Count lines, not occurrences: report how many lines in the records hold the string "switch", and nothing else.

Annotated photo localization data

● ● ● ● ●

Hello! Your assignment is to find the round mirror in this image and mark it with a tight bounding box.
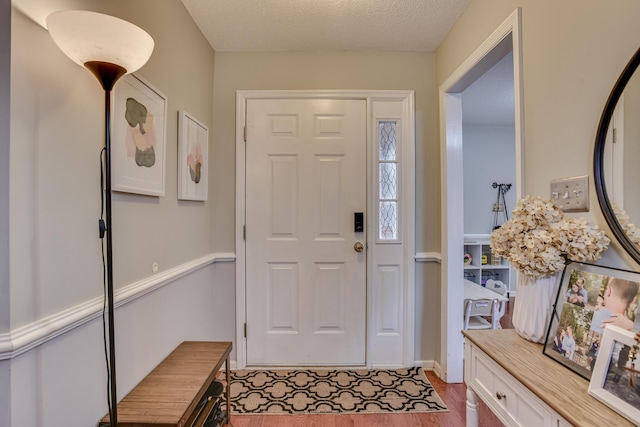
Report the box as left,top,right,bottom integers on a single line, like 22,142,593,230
594,47,640,264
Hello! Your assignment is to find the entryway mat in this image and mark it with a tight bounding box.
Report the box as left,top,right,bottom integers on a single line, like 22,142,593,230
228,367,448,414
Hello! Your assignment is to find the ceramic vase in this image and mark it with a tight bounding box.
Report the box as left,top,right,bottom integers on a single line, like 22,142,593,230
512,272,562,343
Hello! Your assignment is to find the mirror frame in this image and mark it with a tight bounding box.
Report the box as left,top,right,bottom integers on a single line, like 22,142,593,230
594,47,640,265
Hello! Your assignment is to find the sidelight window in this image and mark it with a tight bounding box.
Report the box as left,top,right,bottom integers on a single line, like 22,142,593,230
378,121,399,241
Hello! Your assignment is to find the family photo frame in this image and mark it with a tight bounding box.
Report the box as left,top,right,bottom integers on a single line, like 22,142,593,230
588,324,640,424
543,262,640,380
112,74,167,196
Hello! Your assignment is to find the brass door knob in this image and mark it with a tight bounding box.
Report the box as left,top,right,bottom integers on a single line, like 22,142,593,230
354,242,365,252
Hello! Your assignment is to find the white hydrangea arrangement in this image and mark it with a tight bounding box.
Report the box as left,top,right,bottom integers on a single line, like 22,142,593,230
490,196,610,278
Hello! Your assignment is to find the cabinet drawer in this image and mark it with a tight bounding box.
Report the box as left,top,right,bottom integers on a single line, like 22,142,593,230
468,345,557,427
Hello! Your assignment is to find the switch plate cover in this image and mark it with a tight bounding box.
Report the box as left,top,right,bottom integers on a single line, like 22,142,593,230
550,175,589,212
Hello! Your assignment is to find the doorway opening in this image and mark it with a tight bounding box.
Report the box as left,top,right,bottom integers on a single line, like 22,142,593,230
439,9,525,382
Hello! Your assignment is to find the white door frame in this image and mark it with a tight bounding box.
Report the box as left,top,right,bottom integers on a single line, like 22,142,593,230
439,9,525,382
236,90,415,369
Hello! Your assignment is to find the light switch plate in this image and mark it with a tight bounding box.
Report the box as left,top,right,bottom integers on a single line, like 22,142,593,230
550,175,589,212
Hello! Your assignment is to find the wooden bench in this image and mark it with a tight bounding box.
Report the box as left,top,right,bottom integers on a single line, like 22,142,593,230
99,341,232,427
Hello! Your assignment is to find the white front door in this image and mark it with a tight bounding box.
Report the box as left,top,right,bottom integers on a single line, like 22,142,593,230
245,98,367,365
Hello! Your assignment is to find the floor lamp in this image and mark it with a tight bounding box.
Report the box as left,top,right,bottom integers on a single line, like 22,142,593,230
46,10,154,426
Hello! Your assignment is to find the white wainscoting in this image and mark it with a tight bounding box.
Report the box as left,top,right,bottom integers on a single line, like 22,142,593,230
0,252,235,361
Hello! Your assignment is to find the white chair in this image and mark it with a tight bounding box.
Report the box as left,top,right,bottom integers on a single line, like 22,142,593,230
485,279,507,328
485,279,507,297
463,298,497,330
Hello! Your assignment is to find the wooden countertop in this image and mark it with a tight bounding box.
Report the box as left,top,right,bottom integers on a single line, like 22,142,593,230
100,341,232,427
462,329,634,427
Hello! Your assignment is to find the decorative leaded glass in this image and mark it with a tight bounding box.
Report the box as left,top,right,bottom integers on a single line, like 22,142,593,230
378,121,399,241
379,201,397,240
379,122,397,161
379,163,397,199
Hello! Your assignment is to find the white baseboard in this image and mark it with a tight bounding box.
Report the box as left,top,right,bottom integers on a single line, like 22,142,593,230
433,360,444,379
414,359,436,371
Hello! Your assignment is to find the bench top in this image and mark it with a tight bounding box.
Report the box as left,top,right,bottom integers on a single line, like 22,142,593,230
100,341,232,427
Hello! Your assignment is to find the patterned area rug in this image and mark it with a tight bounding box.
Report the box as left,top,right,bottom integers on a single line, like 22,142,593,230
229,367,448,414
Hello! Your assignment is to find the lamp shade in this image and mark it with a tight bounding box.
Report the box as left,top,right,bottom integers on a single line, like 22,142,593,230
46,10,154,74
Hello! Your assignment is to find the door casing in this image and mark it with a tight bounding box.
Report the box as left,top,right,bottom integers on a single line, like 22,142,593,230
439,9,524,382
235,90,415,369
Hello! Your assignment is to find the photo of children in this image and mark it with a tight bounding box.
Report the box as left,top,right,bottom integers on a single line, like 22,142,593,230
550,302,593,374
544,263,640,380
590,277,640,335
588,326,640,424
566,277,588,307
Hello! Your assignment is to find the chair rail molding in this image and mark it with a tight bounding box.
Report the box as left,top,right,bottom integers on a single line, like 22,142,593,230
415,252,441,263
0,252,235,360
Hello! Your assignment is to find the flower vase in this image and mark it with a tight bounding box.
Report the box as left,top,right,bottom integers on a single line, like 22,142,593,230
512,272,562,343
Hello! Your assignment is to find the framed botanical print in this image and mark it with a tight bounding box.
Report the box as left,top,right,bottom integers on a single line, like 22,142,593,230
112,74,167,196
177,110,208,201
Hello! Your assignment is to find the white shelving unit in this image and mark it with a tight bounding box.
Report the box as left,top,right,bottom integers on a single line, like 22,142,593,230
464,235,513,295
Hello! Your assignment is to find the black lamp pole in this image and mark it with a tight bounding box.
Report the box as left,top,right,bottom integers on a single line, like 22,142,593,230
85,61,127,427
46,12,153,427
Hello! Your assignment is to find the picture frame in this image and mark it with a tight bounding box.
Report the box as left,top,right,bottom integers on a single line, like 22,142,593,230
112,74,167,196
588,324,640,424
177,110,208,201
543,262,640,380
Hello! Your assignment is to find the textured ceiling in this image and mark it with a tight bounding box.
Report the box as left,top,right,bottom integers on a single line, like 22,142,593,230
181,0,513,126
181,0,471,52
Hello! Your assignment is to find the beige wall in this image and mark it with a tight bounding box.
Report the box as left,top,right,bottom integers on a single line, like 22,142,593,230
7,2,640,423
212,51,439,252
8,2,222,425
1,0,10,422
10,0,215,327
1,0,10,337
433,0,640,367
212,51,441,361
437,0,640,254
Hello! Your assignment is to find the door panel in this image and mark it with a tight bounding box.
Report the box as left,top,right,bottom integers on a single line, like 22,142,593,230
245,98,366,365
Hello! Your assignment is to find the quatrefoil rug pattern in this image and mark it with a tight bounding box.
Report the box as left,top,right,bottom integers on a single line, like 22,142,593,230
229,367,448,414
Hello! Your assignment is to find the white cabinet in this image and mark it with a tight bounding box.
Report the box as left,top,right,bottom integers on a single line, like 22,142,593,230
465,341,564,426
462,330,635,427
464,235,513,294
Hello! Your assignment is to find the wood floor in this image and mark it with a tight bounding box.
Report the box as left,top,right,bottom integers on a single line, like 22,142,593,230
499,297,514,330
224,298,515,427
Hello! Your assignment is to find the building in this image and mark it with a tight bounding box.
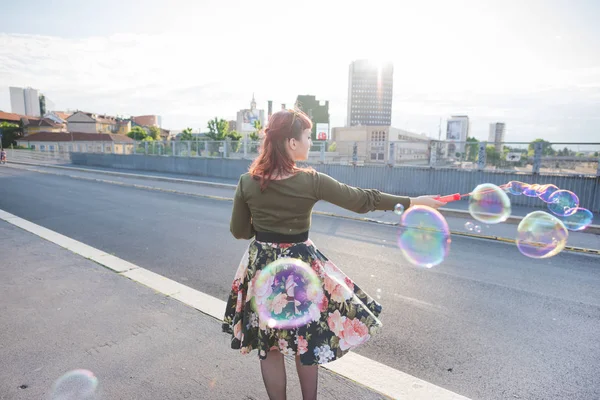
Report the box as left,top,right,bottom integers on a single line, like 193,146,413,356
295,95,330,140
22,117,67,136
132,115,160,127
236,94,265,140
346,60,394,127
17,131,134,154
10,87,42,117
446,115,470,154
331,125,431,164
66,111,118,134
0,111,23,124
228,120,237,131
488,122,506,152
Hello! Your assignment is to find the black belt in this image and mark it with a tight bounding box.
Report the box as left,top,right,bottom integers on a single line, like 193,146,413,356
255,231,309,243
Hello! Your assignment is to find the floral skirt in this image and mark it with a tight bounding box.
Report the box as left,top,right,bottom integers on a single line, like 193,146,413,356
221,238,383,365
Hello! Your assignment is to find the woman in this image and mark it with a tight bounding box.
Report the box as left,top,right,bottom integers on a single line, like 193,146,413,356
222,109,445,400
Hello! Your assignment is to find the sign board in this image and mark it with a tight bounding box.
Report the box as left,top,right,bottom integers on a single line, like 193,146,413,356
506,152,522,162
315,123,329,141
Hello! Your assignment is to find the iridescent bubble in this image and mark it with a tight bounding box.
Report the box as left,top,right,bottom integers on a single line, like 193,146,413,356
51,370,98,400
547,190,579,217
537,184,559,203
523,184,541,197
468,183,512,224
507,181,526,196
464,222,474,231
560,207,594,231
474,225,482,233
397,205,451,268
251,258,324,330
516,211,568,259
394,203,405,216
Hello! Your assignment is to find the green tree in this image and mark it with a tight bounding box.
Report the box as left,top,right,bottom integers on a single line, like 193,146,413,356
249,120,262,141
206,118,230,140
465,137,479,162
128,126,149,141
594,151,599,157
179,127,194,141
0,122,22,148
148,126,161,140
485,145,501,166
528,139,555,156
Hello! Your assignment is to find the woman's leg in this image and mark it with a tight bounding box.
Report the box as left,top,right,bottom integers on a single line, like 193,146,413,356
295,355,318,400
260,350,287,400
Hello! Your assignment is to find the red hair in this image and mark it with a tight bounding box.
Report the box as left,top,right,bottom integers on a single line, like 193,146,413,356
249,109,314,190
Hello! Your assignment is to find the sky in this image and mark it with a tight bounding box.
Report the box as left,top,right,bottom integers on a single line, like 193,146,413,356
1,0,599,144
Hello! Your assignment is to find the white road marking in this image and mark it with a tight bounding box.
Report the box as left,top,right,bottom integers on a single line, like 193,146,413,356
0,208,471,400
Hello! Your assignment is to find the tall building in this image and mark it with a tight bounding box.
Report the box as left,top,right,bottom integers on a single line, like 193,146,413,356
346,60,394,127
295,95,330,140
9,87,41,117
488,122,506,152
446,115,470,154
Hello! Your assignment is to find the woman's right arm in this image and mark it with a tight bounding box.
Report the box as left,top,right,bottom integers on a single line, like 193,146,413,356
313,172,445,213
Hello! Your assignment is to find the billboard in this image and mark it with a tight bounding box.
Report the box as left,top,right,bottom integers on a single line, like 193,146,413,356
241,109,260,132
446,120,463,141
316,123,329,141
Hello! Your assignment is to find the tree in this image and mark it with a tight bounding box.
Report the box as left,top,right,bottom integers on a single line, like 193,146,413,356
148,126,161,141
528,139,555,156
485,145,501,166
249,120,262,141
206,118,230,140
0,122,22,148
179,127,194,141
127,126,149,141
594,151,599,157
465,136,479,162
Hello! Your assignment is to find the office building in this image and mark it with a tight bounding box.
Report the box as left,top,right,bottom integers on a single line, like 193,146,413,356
10,87,42,117
488,122,506,152
346,60,393,126
295,95,330,140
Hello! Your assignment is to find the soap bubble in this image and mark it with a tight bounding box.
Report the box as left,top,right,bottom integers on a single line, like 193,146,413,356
537,184,559,203
507,181,526,196
547,190,579,217
522,184,542,197
251,258,325,330
516,211,568,259
560,207,594,231
397,205,451,268
394,203,405,216
468,183,512,224
464,222,474,231
474,225,482,233
51,370,98,400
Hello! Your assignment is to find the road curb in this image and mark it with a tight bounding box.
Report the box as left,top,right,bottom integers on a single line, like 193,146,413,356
5,162,600,248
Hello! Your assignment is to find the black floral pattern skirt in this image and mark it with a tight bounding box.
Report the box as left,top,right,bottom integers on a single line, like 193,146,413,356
221,238,383,366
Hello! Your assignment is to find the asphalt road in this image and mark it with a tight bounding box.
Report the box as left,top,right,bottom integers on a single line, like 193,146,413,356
1,167,599,400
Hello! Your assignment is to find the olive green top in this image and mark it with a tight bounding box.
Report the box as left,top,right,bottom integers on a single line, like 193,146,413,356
230,171,411,239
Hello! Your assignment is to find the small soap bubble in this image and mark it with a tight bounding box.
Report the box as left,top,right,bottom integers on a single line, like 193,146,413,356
51,370,98,400
474,225,482,233
468,183,512,224
397,206,451,268
394,203,405,216
547,190,579,217
516,211,568,259
464,222,474,231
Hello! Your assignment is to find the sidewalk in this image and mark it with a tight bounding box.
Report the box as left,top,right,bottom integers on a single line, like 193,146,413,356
6,162,600,251
0,219,389,399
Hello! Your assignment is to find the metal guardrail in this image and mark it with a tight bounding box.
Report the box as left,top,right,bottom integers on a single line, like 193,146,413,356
7,139,600,177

● ● ● ● ●

• **Response to the task**: 2